▼▼▼

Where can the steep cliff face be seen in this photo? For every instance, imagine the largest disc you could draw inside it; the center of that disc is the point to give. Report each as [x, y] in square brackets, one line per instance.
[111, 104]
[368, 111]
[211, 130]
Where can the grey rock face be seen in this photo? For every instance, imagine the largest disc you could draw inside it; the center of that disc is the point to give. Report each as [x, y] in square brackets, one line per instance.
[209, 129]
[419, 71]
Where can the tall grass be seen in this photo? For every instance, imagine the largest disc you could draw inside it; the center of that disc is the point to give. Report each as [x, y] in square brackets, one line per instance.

▲▲▲

* [The problem]
Print the entire set of records again, exactly.

* [Result]
Where can the steep cliff face be seen in this photo? For every instance, imagine the largest disc you could draw inside it; the center of that disc is the point to give. Report each as [x, y] in square brackets, one line per instance.
[111, 104]
[368, 111]
[211, 130]
Where can the grey rock face be seen in this photo? For every instance, imagine the largest disc you could draw inside it; the center of that disc is the point to give. Report each as [x, y] in square brackets, one line per instance.
[209, 129]
[419, 71]
Where can the tall grass be seen in this photo? For every instance, imagine the largest disc you could draw inside it; the center of that disc is the point to give. Report each as [x, y] in square brackets, one line per instance.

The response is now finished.